練習問題:
[a] エジプト配電事業の記事のうち、「1.エジプトの電力事情」から「ーの効率化が求められている。」まで（両端を含む）をそのまま書き写してもらえますか？
[b] エジプト配電事業の記事を二文で要約してもらえますか？

本文抜粋:
════════════════

豊田通商、エジプト向け配電システム高度化事業を約100億円で受注

・電力供給の安定化を通じて同国の発展に貢献

 豊田通商は12月1日、エジプトの電機大手Elsewedy Electric S.A.E.と共同で、エジプト電力・再生可能エネルギー省傘下のエジプト電力持株会社(Egyptian Electricity Holding Company)および北カイロ配電公社(North Cairo Electricity Distribution Company)より、配電システムの高度化事業を受注したと発表した。受注額は約100億円で、日本政府が国際協力機構(JICA)を通じて実施する有償資金協力によって資金供与される。2023年半ばに本システムの稼働を予定している。

1.エジプトの電力事情

 エジプトでは、近年の経済成長に伴い増加する電力需要を賄うため、この4年で発電設備容量を35GWから58GWへ増強している。一方で、旺盛な電力需要に対して、安定的に電力供給を行うための送配電設備の増強が急務であり、配電システムの更新・高度化によるエネルギーの効率化が求められている。

2.事業内容

 事業は、北カイロ配電公社が管轄する地域において配電システムの整備を行う。主要設備として日立ABBパワーグリッド社製の高度配電管理システムを導入するほか、老朽化した既設の配電設備の更新、および約50万台の電力量計をスマートメーター化する。これにより遠隔での制御・監視が可能となり、大規模停電の軽減と盗電を含む配電ロスの削減効果が期待され、電力供給の安定化と効率化に寄与する。

════════════════

抽出データ項目:
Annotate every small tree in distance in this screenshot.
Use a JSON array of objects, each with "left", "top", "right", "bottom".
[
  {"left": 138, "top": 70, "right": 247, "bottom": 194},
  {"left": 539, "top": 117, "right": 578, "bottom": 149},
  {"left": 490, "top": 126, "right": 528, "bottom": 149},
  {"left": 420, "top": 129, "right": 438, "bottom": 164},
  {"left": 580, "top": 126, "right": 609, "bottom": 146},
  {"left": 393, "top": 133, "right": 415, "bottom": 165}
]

════════════════

練習問題の解答:
[a]
1.エジプトの電力事情

 エジプトでは、近年の経済成長に伴い増加する電力需要を賄うため、この4年で発電設備容量を35GWから58GWへ増強している。一方で、旺盛な電力需要に対して、安定的に電力供給を行うための送配電設備の増強が急務であり、配電システムの更新・高度化によるエネルギーの効率化が求められている。

[b] 豊田通商はエジプトの電機大手Elsewedy Electric S.A.E.と共同で、エジプト電力持株会社および北カイロ配電公社から配電システムの高度化事業を約100億円で受注し、その資金は日本政府がJICAを通じて実施する有償資金協力によって供与される。事業では高度配電管理システムの導入、老朽化した既設配電設備の更新、約50万台の電力量計のスマートメーター化を行い、電力供給の安定化と効率化に寄与する。